*** Exercise input
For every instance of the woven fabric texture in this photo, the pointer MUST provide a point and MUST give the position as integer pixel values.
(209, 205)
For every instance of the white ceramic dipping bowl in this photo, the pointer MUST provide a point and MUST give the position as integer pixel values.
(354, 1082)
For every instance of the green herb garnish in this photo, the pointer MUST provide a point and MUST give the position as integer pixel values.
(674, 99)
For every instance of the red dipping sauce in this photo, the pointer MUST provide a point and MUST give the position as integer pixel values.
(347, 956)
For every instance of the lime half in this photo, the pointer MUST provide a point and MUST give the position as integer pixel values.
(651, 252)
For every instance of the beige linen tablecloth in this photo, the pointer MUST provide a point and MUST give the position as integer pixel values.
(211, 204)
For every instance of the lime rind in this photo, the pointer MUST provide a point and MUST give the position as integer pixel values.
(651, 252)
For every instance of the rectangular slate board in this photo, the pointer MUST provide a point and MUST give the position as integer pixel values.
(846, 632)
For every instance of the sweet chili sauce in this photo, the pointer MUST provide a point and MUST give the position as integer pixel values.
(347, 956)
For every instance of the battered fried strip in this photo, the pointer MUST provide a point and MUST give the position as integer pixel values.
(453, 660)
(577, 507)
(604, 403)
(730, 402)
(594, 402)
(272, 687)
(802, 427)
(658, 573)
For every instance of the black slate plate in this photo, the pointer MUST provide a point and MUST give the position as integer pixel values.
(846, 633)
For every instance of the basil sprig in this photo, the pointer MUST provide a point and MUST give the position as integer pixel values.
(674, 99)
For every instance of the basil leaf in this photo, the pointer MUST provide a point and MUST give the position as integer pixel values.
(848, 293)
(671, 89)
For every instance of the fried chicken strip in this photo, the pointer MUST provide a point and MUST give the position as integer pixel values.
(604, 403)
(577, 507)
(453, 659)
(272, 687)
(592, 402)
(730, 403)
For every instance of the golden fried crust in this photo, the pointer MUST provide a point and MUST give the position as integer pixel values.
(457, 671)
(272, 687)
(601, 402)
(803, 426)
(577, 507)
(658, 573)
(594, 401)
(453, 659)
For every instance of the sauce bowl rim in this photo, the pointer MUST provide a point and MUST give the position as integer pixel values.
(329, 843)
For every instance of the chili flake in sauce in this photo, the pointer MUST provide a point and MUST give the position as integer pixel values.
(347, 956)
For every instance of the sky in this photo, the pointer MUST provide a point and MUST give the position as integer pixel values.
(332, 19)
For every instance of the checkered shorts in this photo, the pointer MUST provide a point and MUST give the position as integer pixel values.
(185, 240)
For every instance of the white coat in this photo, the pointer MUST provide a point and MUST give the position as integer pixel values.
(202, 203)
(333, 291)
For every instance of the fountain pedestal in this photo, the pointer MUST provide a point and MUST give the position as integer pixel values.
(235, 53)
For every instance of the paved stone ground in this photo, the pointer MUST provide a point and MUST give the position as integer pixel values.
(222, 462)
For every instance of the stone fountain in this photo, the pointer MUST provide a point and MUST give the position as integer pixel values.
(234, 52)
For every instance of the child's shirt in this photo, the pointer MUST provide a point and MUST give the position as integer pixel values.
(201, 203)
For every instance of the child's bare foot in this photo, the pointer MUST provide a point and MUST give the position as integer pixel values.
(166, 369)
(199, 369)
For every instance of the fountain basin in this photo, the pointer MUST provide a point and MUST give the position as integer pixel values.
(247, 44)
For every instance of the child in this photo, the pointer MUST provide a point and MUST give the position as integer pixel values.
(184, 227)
******
### What needs to be done
Transcribe exactly, and only, the lines from the one bearing "For every instance of the checkered" through the last line of the entries, counting both.

### Full answer
For every instance of the checkered shorts in this photo, the pointer MUST provide a point and MUST give the position as integer pixel values.
(185, 240)
For every instance of the white coat in this photo, the pointer MUST provide a point and MUST give the position as integer pixel values.
(202, 203)
(333, 291)
For every instance of the fountain pedestal in this photo, the pointer MUST provide a point and MUST give the position as integer pixel values.
(235, 53)
For every instance of the paved stone ground in this photo, the pointer MUST provide a point and MUST give the position as integer pixel values.
(222, 462)
For every instance of the stone fountain in this photo, the pointer MUST provide a point and MUST give the position as integer pixel values.
(234, 52)
For every instance of the child's shirt in this photo, the pointer MUST provide a point and MUST give the position as integer pixel values.
(201, 203)
For every instance of the child's bare foot in this photo, the pointer MUST provide a point and MUST give the position as integer pixel values.
(166, 369)
(199, 369)
For every instance of the fountain basin in this photo, the pointer MUST provide a point and MUST give the position as integer pixel values.
(247, 44)
For every instance of the child in this photo, the pointer MUST provide a point and MUST give the position as integer pixel values.
(184, 227)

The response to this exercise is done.